For purposes of this paragraph (h), “ Normal Retirement ” shall mean retirement from active employment with the Company or any Subsidiary on or after the normal retirement date specified in the applicable Company or Subsidiary pension plan or if no such pension plan, age 65, and “ Early Retirement ” shall mean retirement from active employment with the Company or any Subsidiary pursuant to the early retirement provisions of the applicable Company or Subsidiary pension plan or if no such pension plan, age 55.

 

(i)                                      Other Terminations .  Unless otherwise determined by the Committee upon grant, if any Optionee’s employment with or service to the Company or any Subsidiary is terminated by such Optionee for any reason other than death, Disability, Normal or Early Retirement or Good Reason (as defined below), the Option shall thereupon terminate, except that the portion of any Option that was exercisable on the date of such termination of employment or service may be exercised for the lesser of ninety (90) days after the date of termination (or, if later, such time as the Option may be exercised pursuant to Section 14(d) hereof) or the balance of such Option’s term, whichever period is shorter.  The transfer of an Optionee from the employ of or service to the Company to the employ of or service to a Subsidiary, or vice versa, or from one Subsidiary to another, shall not be deemed to constitute a termination of employment or service for purposes of the Plan.

SUPPLIED MATERIAL:
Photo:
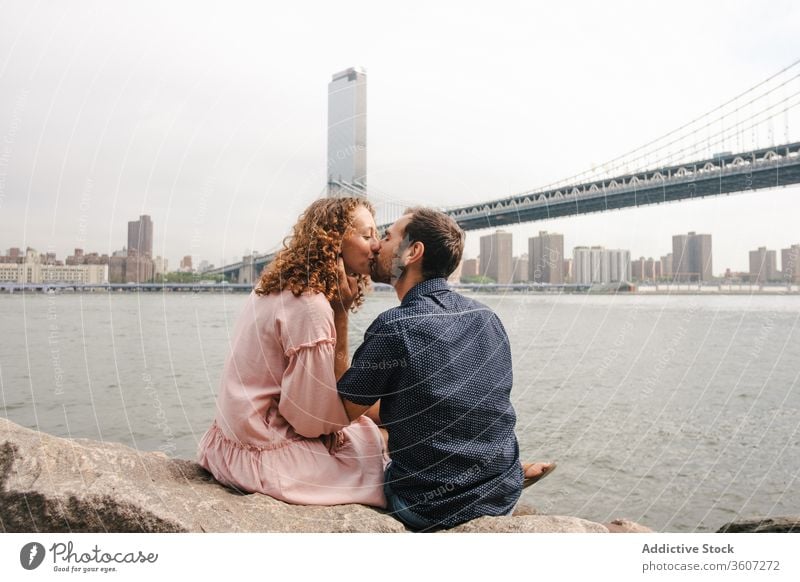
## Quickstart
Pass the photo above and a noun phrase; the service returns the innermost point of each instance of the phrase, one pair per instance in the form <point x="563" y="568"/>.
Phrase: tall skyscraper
<point x="763" y="265"/>
<point x="790" y="264"/>
<point x="347" y="133"/>
<point x="496" y="257"/>
<point x="546" y="258"/>
<point x="691" y="257"/>
<point x="140" y="236"/>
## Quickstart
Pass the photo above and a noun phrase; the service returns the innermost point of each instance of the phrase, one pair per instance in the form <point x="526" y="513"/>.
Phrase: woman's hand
<point x="348" y="290"/>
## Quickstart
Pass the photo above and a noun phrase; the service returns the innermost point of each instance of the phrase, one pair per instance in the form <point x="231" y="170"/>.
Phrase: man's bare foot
<point x="534" y="472"/>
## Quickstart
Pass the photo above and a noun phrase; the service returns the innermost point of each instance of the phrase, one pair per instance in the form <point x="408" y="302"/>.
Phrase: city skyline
<point x="223" y="142"/>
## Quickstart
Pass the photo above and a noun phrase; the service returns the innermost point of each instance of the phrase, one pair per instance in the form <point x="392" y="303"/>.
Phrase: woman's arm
<point x="348" y="290"/>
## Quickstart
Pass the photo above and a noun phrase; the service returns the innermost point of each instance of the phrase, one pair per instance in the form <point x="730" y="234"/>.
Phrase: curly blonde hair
<point x="309" y="257"/>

COMPLETE THE FOLLOWING:
(1) Restate the paragraph of the stock option plan text that begins "Other Terminations" as a short bulleted list, keeping its main facts.
(2) In the stock option plan text, what age counts as Normal Retirement when no Company or Subsidiary pension plan applies?
(3) Extend the stock option plan text with one more paragraph in the same legal style, starting after its final sentence.
The rows were taken from a different source than the stock option plan text.

ANSWER SET:
(1)
- Unless the Committee decides otherwise at grant, an Option ends when the Optionee ends their employment or service for any reason other than death, Disability, Normal or Early Retirement, or Good Reason.
- Any portion that could be exercised on the termination date stays exercisable for the shorter of two periods. The first is ninety days after termination, or any later time allowed by Section 14(d). The second is the remainder of the Option's term.
- Moving between the Company and a Subsidiary, in either direction, or from one Subsidiary to another, does not count as a termination under the Plan.

(2) Age 65.

(3)
 

(i)                                      In the event that the Optionee’s employment or service with the Company or any Subsidiary is terminated by the Company or such Subsidiary for “cause” any unexercised portion of any Option shall immediately terminate in its entirety.  For purposes hereof, unless otherwise defined in an employment agreement between the Company and the relevant Optionee, “Cause” shall exist upon a good-faith determination by the Board, following a hearing before the Board at which an Optionee was represented by counsel and given an opportunity to be heard, that such Optionee has been accused of fraud, dishonesty or act detrimental to the interests of the Company or any Subsidiary of Company or that such Optionee has been accused of or convicted of an act of willful and material embezzlement or fraud against the Company or of a felony under any state or federal statute; provided , however , that it is specifically understood that “Cause” shall not include any act of commission or omission in the good-faith exercise of such Optionee’s business judgment as a director, officer or employee of the Company, as the case may be, or upon the advice of counsel to the Company.  Notwithstanding the foregoing, if Cause is defined in an employment agreement between the Company and the relevant Optionee, then, with respect to such Optionee, Cause shall have the meaning ascribed to it in such employment agreement.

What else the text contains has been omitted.